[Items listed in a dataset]
--------------------------------------------------

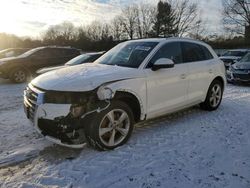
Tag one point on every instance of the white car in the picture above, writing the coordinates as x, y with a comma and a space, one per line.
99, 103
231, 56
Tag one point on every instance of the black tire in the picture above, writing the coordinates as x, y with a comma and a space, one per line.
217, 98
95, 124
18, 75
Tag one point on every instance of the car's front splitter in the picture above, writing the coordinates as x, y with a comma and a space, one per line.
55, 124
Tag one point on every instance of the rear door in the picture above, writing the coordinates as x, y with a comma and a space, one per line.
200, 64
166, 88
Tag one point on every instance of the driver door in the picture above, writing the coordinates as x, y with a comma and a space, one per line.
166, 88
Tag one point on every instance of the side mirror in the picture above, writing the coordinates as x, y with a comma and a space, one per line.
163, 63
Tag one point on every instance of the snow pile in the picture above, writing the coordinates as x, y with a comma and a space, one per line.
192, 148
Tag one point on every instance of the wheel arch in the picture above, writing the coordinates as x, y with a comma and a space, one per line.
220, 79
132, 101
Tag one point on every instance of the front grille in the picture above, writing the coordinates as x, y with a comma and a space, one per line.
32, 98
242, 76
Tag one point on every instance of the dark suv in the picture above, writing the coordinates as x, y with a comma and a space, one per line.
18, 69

--------------------------------------------------

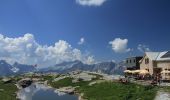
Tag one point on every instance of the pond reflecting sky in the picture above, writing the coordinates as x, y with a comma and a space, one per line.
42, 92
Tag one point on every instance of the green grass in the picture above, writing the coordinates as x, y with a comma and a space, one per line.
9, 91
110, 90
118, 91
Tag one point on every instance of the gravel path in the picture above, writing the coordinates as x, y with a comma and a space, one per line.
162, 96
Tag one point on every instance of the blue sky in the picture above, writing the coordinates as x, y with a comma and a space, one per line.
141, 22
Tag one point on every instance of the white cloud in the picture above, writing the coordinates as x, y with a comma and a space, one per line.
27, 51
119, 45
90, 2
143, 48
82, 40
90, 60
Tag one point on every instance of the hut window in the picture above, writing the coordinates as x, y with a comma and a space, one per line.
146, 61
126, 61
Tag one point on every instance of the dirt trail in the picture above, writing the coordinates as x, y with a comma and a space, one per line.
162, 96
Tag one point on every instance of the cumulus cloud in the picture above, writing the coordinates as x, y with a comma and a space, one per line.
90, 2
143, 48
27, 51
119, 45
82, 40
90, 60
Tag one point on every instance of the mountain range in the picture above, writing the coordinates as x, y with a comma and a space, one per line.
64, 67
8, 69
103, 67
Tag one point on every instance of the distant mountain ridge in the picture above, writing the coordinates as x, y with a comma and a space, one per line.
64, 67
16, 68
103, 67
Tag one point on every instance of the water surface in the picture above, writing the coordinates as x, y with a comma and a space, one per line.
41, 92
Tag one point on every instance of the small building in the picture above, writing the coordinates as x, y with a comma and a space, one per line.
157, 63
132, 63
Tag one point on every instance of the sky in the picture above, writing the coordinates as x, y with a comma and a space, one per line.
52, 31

--------------------------------------------------

[What to do] Please extract each line of the records above that contains the word "front", copying every such line in full.

[Complete answer]
Tag one point on every instance of the car's front splitter in the picture above, writing the coordinates as x, y with a comma and a space, one per line.
Tag one point on every instance of the front grille in the picture above, writing the coordinates as x, y with a comma and a space, one per line.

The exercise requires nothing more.